----- PROVIDED DATA

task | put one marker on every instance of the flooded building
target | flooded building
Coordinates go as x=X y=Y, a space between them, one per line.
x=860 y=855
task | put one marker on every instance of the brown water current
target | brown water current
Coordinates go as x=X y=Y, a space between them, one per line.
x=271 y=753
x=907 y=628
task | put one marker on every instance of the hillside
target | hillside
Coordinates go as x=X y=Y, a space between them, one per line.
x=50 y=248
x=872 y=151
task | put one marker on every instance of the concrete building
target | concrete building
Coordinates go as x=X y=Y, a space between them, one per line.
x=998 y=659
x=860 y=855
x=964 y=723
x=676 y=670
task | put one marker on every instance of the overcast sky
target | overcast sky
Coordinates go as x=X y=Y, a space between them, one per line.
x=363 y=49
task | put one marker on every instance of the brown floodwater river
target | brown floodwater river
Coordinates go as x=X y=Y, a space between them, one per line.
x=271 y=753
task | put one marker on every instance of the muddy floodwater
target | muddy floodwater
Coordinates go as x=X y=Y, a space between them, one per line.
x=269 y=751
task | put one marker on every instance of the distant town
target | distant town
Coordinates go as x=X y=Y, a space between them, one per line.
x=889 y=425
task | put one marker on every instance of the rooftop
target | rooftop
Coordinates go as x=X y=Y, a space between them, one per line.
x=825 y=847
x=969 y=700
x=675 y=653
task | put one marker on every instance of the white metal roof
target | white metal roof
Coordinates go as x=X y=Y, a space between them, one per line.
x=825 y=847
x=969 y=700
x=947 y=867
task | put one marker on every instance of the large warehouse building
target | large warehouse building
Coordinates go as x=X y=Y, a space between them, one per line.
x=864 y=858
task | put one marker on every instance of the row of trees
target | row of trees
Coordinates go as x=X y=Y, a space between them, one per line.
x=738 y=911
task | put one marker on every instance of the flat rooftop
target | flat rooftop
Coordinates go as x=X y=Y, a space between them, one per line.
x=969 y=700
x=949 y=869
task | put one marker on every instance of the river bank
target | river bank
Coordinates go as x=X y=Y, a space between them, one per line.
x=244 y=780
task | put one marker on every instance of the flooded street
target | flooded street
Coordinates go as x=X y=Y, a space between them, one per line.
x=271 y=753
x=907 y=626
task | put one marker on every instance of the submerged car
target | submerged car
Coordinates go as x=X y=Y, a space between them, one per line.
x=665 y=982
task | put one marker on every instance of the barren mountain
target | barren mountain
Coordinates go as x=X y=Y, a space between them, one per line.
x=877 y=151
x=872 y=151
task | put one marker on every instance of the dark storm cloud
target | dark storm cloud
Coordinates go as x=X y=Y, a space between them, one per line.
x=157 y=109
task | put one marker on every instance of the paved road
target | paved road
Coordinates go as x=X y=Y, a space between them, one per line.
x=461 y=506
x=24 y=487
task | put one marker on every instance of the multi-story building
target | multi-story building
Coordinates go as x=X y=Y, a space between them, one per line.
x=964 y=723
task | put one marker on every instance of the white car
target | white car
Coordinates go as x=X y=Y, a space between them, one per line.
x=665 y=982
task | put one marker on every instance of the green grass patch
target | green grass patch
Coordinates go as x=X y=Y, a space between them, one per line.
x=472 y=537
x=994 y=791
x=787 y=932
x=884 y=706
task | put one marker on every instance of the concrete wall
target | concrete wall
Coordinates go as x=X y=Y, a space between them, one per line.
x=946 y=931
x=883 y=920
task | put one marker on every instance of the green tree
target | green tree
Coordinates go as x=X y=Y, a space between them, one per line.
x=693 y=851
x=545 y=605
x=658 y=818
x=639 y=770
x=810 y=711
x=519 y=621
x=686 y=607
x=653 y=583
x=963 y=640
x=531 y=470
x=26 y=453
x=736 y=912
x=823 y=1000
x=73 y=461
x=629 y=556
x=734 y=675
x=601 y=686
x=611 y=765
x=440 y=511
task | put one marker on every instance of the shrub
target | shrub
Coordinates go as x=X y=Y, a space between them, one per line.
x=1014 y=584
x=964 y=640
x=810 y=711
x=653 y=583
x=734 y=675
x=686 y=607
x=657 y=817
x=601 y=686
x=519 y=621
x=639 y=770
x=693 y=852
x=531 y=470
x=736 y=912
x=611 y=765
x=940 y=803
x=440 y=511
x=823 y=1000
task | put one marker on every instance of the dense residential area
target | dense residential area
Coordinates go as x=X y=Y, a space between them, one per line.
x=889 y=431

----------

(THE REQUEST)
Could you give all of the rows above as a numbered list, with any blank lines left out?

(RESPONSE)
1. task | put one marker on every instance of the flooded building
2. target | flooded building
3. Coordinates go as x=X y=Y, a space between them, one per line.
4. x=860 y=855
5. task | put one marker on every instance of the brown water current
6. target | brown water current
7. Coordinates go as x=X y=Y, a space between them, one per line.
8. x=271 y=753
9. x=907 y=628
10. task | put one marker on every instance of the hillside
11. target | hillside
12. Coordinates go as x=X y=Y, a space between them, one per line.
13. x=50 y=248
14. x=872 y=151
15. task | put one marker on every instance of the concrete building
16. target | concrete building
17. Coordinates go as x=X y=Y, a space between them, one per line.
18. x=998 y=659
19. x=860 y=855
20. x=964 y=723
21. x=676 y=670
22. task | put one marker on every instance of the overcast sky
23. target | overcast sky
24. Coordinates go as x=X y=Y, a space between them, one per line.
25. x=363 y=49
26. task | put one marker on every instance of the brown floodwater river
27. target | brown floodwater river
28. Coordinates go as x=X y=Y, a space between them, one per line.
29. x=271 y=753
30. task | put one marker on every instance of the muddy floodwater
31. target | muddy floodwater
32. Coordinates go as x=X y=Y, a space between them, one per line.
33. x=269 y=751
34. task | put one marker on every instance of the distant town
35. target | distant town
36. Coordinates go as x=X y=Y, a space between them, one per line.
37. x=889 y=425
38. task | put one marker on every instance of the rooftop
39. target | rooftop
40. Coordinates go as x=X y=Y, a space between them, one per line.
41. x=825 y=847
42. x=969 y=700
43. x=675 y=653
44. task | put one marker on every instance of the white metal roof
45. target | white metal roof
46. Coordinates go as x=X y=Y, a space between them, one per line.
47. x=825 y=847
48. x=969 y=700
49. x=947 y=867
50. task | put one marker on every instance of the large warehouse building
51. target | large warehouse building
52. Coordinates go as x=X y=Y, a space between them, one per line.
53. x=864 y=858
54. task | put one marker on every instance of the row of trees
55. target | row of trees
56. Coordinates go as x=X y=Y, a space between them, one per line.
57. x=738 y=911
58. task | put one marker on every instance of the flat rooftop
59. target | flat rooftop
60. Coordinates go as x=X y=Y, a space between them, one per line.
61. x=969 y=700
62. x=949 y=869
63. task | put one marker on every instance of the river bank
64. target | river bank
65. Coordinates go as x=X y=Y, a space between them, one per line.
66. x=244 y=780
67. task | put one marker on every instance of the flooded street
68. target | flooded street
69. Coordinates go as x=X y=Y, a space between them, one per line.
70. x=271 y=753
71. x=907 y=626
72. task | put one marker on every instance of the submerged car
73. target | submerged car
74. Coordinates go as x=X y=Y, a space between them, one per line.
75. x=665 y=982
76. task | put one marker on every instance of the barren mountain
77. target | barren mountain
78. Coordinates go as x=X y=Y, a space between them, one per line.
79. x=877 y=151
80. x=872 y=151
81. task | put one marker on every instance of the dark storm cloud
82. target | dark storm cloud
83. Coordinates go as x=X y=Y, a space between them, one per line.
84. x=157 y=109
85. task | put one marker on every instance of the paved road
86. target | paved road
87. Coordinates go as x=X y=Y, a space between them, one per line.
88. x=461 y=506
89. x=24 y=487
90. task | put one marker on every instance of the multi-story building
91. target | multi-story building
92. Coordinates go as x=X y=Y, a space between them, one per line.
93. x=964 y=723
94. task | put one marker on every instance of the white car
95. target | white car
96. Coordinates go as x=X y=Y, a space between them, one per line.
97. x=665 y=982
98. task | put one marker on every instance of the green grass patch
99. target | green grass patch
100. Coordinates go as x=X y=Y, a space between them, one per line.
101. x=472 y=537
102. x=994 y=791
103. x=787 y=932
104. x=884 y=706
105. task | put one marker on every instance of the concrete wall
106. target | concrete wall
107. Coordinates go as x=X y=Y, a space between them, one per line.
108. x=946 y=931
109. x=883 y=920
110. task | put one marker on every instance of the green tree
111. target | green tree
112. Coordinates go as x=X y=Y, a space between them, one per line.
113. x=693 y=851
114. x=545 y=605
115. x=658 y=818
116. x=639 y=770
117. x=810 y=711
118. x=519 y=621
119. x=686 y=607
120. x=653 y=583
121. x=963 y=640
122. x=531 y=470
123. x=26 y=453
124. x=736 y=912
125. x=823 y=1000
126. x=73 y=461
127. x=629 y=556
128. x=734 y=675
129. x=601 y=686
130. x=611 y=765
131. x=440 y=511
132. task | put one marker on every instance of the shrub
133. target | shrub
134. Coordinates go as x=X y=Y, a space between them, one per line.
135. x=1014 y=584
136. x=964 y=640
137. x=810 y=711
138. x=653 y=583
139. x=734 y=675
140. x=686 y=607
141. x=657 y=817
142. x=601 y=686
143. x=519 y=621
144. x=639 y=770
145. x=693 y=852
146. x=531 y=470
147. x=736 y=912
148. x=611 y=765
149. x=940 y=803
150. x=440 y=511
151. x=823 y=1000
152. task | put one marker on every instance of the dense residential area
153. target | dense residential area
154. Coordinates go as x=X y=Y, a space between them, one per line.
155. x=889 y=431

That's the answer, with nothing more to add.